→ **Challenge**
Reproduce the following records exactly from the line containing "Expected output: for each instance of the round" onward, ending with the last line and including it.

(Point annotation records)
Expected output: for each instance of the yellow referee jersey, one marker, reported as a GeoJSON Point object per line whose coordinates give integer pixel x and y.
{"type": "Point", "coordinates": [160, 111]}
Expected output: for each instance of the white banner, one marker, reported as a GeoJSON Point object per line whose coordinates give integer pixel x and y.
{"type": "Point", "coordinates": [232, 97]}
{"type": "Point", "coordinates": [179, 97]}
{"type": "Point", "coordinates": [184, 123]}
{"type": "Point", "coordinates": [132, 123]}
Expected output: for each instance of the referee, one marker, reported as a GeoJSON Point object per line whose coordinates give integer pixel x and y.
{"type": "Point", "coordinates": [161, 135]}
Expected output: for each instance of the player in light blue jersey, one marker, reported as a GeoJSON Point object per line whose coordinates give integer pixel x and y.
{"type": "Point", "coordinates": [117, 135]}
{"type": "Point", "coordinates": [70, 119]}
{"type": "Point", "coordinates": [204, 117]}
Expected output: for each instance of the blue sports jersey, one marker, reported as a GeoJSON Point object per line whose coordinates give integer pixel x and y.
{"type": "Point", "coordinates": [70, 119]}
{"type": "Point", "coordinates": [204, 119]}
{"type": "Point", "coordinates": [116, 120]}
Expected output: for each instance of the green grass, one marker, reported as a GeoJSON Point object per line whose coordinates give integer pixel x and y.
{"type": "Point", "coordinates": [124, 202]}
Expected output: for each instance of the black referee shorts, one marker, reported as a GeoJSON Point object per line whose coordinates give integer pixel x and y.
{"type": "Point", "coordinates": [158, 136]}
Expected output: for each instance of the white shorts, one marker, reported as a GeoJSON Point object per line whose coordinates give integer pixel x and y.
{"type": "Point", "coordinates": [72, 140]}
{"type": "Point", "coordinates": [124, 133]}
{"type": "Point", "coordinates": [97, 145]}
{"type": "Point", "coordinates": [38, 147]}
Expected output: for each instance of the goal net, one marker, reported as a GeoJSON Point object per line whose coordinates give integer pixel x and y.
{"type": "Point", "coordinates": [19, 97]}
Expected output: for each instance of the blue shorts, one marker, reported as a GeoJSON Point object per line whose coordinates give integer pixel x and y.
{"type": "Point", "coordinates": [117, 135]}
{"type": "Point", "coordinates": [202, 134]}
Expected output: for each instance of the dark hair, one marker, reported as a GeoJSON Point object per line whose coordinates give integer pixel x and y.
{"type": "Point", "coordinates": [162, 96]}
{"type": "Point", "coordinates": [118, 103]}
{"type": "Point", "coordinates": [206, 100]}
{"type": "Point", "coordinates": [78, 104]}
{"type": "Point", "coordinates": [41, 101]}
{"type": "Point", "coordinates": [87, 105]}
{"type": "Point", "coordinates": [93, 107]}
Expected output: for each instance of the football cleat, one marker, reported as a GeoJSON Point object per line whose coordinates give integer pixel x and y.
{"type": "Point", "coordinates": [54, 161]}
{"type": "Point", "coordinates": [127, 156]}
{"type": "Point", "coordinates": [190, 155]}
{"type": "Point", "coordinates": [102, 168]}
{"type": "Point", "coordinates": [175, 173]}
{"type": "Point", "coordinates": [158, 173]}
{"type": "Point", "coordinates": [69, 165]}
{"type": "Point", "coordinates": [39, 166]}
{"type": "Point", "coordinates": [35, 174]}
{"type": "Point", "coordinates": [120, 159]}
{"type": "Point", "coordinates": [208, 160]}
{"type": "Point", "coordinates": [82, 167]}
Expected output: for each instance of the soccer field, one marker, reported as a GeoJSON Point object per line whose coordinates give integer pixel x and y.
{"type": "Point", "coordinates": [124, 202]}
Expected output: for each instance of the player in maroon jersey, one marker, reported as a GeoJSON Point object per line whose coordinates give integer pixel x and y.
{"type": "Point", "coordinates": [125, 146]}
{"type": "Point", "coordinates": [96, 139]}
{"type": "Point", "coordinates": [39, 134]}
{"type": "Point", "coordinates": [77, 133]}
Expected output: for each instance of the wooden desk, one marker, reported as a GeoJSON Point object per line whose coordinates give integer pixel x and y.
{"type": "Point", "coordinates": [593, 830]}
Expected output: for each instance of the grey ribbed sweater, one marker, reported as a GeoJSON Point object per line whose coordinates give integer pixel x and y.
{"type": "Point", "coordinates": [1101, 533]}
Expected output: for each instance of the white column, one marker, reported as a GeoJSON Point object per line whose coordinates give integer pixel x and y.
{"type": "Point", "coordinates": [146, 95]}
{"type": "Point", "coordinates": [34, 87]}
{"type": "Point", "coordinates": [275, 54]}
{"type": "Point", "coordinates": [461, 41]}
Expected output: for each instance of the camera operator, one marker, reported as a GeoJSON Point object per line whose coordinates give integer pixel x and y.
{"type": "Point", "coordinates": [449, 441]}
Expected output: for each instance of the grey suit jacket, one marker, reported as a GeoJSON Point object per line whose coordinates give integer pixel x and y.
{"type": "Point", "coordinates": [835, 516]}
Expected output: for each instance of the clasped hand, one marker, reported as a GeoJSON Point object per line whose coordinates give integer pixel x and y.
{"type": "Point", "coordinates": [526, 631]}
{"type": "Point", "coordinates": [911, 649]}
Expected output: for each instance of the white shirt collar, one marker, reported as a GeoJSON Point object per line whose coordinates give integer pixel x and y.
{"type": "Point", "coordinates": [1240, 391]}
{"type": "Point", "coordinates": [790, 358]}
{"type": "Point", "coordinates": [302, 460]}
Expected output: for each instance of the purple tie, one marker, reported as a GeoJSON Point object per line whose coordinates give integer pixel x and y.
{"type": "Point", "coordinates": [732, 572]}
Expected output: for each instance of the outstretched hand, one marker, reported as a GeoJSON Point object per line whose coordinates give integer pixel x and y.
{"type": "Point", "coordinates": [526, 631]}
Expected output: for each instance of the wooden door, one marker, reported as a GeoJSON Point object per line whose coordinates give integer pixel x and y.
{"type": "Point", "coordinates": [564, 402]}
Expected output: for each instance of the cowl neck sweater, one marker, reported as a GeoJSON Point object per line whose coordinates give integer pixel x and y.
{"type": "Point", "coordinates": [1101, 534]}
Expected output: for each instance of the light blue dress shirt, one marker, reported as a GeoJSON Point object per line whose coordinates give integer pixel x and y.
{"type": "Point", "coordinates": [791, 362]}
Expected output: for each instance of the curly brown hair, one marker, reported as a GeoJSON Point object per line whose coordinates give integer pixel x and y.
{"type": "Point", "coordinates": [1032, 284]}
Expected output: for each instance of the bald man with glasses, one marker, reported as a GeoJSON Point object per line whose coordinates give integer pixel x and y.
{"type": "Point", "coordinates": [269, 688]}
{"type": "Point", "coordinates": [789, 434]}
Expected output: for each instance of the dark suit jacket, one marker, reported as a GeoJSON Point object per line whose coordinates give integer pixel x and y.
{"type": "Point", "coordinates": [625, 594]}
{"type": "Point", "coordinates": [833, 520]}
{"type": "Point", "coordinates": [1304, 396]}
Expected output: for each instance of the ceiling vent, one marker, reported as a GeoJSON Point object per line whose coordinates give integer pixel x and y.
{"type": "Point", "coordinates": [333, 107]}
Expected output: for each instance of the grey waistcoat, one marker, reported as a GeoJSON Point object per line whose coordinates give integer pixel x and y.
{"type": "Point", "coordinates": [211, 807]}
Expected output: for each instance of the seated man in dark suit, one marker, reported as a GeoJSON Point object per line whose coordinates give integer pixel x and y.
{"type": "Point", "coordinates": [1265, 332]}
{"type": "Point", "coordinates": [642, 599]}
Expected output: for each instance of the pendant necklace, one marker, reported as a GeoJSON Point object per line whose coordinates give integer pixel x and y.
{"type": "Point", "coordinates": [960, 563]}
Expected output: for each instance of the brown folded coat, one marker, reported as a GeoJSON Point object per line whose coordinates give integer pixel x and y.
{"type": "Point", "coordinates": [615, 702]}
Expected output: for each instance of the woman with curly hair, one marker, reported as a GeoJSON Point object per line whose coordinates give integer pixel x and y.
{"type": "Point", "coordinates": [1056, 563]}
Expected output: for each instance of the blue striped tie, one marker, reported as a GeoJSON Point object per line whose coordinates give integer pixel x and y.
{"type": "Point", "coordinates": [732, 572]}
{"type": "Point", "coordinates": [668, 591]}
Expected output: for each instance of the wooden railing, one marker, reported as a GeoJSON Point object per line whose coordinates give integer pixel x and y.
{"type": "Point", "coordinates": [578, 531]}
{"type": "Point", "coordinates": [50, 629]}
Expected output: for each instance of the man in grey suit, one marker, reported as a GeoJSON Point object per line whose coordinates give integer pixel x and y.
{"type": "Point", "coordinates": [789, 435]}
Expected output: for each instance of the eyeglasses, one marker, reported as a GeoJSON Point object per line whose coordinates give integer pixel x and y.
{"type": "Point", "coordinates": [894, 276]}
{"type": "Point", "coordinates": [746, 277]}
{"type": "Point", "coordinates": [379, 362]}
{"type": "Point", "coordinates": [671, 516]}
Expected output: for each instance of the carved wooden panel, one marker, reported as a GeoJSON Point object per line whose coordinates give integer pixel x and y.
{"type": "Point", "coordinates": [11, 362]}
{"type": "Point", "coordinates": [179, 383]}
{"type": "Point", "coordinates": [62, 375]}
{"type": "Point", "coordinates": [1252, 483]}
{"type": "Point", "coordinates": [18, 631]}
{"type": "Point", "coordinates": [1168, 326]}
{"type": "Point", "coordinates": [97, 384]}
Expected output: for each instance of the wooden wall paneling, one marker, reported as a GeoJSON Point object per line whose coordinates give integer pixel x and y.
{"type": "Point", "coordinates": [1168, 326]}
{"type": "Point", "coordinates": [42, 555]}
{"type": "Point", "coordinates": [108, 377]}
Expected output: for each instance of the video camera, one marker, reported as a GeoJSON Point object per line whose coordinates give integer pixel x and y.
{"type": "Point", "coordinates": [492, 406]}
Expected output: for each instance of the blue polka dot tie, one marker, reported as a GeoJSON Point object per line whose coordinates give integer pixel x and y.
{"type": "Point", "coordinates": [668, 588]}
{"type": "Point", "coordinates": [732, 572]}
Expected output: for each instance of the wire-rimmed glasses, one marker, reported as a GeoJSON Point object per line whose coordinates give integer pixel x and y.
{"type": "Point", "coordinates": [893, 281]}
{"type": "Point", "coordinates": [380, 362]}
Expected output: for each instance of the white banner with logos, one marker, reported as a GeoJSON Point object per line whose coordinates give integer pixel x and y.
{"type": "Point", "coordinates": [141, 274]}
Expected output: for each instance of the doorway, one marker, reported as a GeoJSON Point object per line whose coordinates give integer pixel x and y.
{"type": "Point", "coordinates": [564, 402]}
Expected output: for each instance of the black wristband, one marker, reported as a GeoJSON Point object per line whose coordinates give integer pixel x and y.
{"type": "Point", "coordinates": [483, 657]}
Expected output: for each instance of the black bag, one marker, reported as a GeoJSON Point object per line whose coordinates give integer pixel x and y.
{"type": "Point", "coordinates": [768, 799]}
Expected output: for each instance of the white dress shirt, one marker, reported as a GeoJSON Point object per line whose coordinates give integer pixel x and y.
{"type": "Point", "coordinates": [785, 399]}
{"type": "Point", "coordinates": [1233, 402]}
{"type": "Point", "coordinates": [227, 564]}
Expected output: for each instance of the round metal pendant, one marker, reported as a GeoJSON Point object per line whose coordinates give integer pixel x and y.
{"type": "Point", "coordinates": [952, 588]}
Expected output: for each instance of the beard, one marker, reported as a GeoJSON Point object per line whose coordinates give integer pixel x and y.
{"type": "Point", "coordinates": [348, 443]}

→ **Output for this task**
Expected output: for each instance of the round metal pendant, one marker, reported as a GeoJSON Point object per line whose coordinates give integer pixel x and y.
{"type": "Point", "coordinates": [952, 588]}
Expected output: for each instance of the beard, one marker, reported as a GeoJSON Point object per line whose coordinates give integer pixel x and y.
{"type": "Point", "coordinates": [348, 443]}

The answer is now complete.